**Listed records**

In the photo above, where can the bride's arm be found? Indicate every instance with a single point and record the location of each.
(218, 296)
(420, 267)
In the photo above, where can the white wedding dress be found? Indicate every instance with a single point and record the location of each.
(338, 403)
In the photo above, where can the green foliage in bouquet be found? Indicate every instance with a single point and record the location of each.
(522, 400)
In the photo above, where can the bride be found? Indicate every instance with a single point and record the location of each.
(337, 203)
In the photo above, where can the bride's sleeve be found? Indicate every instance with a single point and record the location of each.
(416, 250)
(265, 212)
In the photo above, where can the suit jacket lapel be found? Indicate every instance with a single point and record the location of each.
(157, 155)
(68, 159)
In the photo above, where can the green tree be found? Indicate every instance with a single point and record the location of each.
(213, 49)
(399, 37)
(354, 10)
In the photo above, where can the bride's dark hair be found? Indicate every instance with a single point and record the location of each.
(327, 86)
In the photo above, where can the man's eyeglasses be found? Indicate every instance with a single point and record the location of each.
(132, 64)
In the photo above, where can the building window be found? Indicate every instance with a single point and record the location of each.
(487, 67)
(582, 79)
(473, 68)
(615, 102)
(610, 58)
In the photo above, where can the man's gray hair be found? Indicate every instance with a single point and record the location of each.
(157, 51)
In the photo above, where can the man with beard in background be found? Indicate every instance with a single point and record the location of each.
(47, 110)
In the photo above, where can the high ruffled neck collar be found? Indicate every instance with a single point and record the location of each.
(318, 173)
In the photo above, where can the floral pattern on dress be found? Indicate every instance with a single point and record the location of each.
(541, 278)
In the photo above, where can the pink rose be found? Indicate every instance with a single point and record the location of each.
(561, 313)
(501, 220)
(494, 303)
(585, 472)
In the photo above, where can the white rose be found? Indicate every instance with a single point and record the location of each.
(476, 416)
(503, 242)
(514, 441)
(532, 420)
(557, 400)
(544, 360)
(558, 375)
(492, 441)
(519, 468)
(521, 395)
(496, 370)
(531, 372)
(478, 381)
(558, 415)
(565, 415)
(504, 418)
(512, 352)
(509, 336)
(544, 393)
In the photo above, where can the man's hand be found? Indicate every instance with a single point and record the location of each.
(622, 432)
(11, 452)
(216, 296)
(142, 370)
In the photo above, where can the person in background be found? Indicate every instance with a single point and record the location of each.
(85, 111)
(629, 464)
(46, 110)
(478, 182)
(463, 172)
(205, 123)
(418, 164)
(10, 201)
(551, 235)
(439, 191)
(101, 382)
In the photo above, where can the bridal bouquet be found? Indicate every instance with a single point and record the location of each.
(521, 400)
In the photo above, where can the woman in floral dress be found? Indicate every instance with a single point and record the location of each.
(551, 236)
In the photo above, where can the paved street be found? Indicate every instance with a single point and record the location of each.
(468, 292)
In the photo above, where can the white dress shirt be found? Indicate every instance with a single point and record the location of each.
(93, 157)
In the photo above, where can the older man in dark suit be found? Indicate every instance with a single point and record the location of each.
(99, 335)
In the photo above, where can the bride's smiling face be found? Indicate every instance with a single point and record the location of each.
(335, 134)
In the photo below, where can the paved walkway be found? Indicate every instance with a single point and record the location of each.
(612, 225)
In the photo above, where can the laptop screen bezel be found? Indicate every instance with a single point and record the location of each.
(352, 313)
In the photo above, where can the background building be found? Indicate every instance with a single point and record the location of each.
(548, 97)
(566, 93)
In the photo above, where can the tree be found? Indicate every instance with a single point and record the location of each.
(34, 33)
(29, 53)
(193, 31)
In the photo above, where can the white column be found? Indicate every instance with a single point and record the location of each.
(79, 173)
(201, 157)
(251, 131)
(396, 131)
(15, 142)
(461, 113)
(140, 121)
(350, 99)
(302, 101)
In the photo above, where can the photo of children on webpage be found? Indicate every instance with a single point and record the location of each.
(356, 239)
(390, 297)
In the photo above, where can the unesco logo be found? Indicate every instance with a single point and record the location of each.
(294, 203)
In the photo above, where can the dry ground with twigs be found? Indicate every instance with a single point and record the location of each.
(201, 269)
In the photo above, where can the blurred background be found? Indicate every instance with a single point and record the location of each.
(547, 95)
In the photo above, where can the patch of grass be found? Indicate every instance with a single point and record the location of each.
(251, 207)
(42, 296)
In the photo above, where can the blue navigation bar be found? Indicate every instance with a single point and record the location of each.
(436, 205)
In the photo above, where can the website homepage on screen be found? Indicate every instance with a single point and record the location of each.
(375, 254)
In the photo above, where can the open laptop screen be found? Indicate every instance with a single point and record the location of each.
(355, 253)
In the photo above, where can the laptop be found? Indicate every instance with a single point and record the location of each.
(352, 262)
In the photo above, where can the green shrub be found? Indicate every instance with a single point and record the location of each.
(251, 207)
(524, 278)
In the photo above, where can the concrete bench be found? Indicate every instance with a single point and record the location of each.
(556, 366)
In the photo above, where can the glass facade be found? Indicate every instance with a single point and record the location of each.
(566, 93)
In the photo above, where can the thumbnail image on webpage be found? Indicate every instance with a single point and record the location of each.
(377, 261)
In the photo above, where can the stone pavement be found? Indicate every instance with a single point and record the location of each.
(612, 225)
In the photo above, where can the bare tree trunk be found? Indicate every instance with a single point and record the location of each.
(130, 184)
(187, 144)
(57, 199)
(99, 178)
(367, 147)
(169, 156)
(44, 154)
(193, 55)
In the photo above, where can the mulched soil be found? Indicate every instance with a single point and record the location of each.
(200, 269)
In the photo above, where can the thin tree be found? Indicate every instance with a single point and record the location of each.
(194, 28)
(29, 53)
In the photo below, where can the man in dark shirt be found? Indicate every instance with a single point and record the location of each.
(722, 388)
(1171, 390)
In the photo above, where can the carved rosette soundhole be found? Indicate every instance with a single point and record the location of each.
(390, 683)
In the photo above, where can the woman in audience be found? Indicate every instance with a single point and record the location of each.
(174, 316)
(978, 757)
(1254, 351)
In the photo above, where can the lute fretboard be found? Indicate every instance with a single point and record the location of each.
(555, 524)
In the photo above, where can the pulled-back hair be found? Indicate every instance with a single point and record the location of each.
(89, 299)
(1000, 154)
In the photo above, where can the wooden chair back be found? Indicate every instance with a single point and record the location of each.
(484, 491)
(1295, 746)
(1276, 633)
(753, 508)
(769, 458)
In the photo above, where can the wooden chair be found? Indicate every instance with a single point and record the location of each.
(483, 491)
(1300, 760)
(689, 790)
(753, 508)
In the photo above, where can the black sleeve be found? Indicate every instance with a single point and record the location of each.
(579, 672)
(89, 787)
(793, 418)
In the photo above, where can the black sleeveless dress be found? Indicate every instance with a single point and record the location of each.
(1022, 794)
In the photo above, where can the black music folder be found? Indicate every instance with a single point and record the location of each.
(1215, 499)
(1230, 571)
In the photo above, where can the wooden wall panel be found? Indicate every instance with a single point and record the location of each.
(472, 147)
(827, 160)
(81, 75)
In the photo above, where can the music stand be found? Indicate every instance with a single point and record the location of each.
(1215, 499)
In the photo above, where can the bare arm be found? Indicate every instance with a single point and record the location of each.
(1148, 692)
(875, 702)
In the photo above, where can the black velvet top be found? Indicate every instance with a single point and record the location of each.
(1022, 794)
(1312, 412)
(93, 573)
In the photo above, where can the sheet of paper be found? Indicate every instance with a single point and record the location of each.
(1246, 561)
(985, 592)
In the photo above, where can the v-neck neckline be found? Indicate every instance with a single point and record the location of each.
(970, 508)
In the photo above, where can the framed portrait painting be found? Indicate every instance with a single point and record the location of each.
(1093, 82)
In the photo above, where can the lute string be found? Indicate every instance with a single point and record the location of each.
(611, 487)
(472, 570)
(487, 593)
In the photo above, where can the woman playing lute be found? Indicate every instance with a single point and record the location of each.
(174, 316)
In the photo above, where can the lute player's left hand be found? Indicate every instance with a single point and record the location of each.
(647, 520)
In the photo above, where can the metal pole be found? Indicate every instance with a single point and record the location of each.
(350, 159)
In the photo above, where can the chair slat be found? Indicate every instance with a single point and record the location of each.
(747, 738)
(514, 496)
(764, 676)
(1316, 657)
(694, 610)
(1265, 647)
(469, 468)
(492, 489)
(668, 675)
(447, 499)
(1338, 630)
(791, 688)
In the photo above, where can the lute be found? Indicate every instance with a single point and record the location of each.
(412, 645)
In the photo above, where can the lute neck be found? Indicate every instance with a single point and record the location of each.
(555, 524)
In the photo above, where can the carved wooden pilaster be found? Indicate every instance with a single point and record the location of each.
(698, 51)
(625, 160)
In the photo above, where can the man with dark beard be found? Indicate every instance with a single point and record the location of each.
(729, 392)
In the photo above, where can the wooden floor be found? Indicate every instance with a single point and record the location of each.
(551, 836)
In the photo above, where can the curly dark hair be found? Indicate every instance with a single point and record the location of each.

**What needs to be done**
Nothing before the line holding "In the photo above, where can the lute player's" belongs in the answer. Repeat that line and the rest of the listing exactly.

**Exercise output**
In the photo above, where can the lute player's left hand be found? Indicate every instance with a single point and record the location of each.
(647, 520)
In the photo above, where can the metal pole be found? Indicate every instance with a single point and record the location of each.
(350, 159)
In the photo above, where can the chair slat be found? Indicate every instance with a single point and record the location of each.
(747, 738)
(514, 496)
(764, 676)
(1316, 657)
(694, 610)
(1265, 647)
(469, 468)
(492, 489)
(668, 675)
(447, 499)
(1338, 630)
(791, 688)
In the photo above, where can the lute be found? Indicate every instance with a single point and record the location of each.
(412, 645)
In the photo above, where can the lute neck be found? Indicate every instance with a single point and record the location of each.
(555, 524)
In the photo above, where can the carved wooden pilaster be found? Indicate every instance with a single point and record the location of each.
(698, 51)
(625, 160)
In the photo above, where can the man with dark beard be found? Indicate every instance with a single point and record the location of each.
(729, 392)
In the photo above, where can the wooden floor be found? Indicate every instance with a single point and record the location of each.
(551, 836)
In the photo above, where can the curly dark hair be found? Indicate every instance with a single point and record the location of each.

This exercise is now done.